## Task item
Go through the records and show each line where the word "straw" occurs.

[[ Exercise data, beginning ]]

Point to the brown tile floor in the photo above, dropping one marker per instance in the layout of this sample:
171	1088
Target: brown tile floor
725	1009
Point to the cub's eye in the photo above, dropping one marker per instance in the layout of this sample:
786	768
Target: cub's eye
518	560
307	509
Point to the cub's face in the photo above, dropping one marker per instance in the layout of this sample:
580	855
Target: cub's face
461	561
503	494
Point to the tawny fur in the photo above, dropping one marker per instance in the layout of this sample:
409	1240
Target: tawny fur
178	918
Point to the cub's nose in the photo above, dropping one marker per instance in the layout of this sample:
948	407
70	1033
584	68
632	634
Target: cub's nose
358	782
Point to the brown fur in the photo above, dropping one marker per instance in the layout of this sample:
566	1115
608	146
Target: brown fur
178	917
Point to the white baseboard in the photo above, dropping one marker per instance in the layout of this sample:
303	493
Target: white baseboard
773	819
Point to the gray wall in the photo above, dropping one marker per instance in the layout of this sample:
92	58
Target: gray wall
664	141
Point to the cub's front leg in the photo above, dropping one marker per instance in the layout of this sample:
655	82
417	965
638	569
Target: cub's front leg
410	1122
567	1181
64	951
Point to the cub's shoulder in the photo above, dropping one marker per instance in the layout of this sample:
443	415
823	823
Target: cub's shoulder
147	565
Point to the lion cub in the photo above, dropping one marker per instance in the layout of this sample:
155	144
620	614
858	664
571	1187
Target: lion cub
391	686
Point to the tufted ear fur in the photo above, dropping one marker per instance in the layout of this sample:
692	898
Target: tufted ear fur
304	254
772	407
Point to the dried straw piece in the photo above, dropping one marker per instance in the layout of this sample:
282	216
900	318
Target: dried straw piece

[[ Exercise data, end ]]

## Exercise result
Point to the dried straw piece in the photo above, dropping one marker per instance in the layout of this sample:
Target: dried straw piece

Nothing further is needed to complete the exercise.